- Given records
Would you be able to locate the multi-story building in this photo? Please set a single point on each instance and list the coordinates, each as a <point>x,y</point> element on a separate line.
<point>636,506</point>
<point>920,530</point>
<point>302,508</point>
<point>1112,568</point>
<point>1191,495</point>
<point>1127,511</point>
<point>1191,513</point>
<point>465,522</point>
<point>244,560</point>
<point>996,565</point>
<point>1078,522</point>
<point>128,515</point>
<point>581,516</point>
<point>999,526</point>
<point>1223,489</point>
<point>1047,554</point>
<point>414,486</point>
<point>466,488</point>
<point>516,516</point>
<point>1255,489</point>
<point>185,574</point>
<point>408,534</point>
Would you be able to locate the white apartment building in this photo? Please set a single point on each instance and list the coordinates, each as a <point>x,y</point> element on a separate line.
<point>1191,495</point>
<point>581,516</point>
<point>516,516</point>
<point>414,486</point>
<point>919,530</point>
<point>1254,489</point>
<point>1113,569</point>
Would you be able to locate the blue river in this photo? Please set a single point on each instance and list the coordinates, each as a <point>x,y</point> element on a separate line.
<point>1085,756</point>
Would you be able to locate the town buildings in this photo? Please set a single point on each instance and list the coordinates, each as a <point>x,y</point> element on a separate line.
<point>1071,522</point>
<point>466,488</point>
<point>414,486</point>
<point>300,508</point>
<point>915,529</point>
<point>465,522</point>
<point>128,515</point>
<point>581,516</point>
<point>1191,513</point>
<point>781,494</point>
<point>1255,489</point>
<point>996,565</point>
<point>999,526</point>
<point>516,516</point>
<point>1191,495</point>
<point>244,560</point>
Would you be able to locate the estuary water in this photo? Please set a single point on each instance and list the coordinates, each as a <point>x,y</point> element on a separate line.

- Work required
Render the records above as a Markdown table with the columns Row and Line, starting at the first line and ending at the line that contains "<point>1047,554</point>". Leave out any blank lines.

- Task result
| Row | Line |
|---|---|
| 1 | Would you be able to locate the multi-story building in this photo? Please set a single point on each instance and list the coordinates, each as a <point>x,y</point> element on a separate line. |
| 2 | <point>636,506</point> |
| 3 | <point>920,530</point> |
| 4 | <point>302,508</point> |
| 5 | <point>1112,568</point> |
| 6 | <point>1191,495</point> |
| 7 | <point>1127,511</point> |
| 8 | <point>1191,513</point> |
| 9 | <point>465,522</point> |
| 10 | <point>244,560</point> |
| 11 | <point>996,565</point> |
| 12 | <point>1078,522</point> |
| 13 | <point>128,515</point> |
| 14 | <point>581,516</point> |
| 15 | <point>999,526</point> |
| 16 | <point>1223,489</point> |
| 17 | <point>1047,554</point> |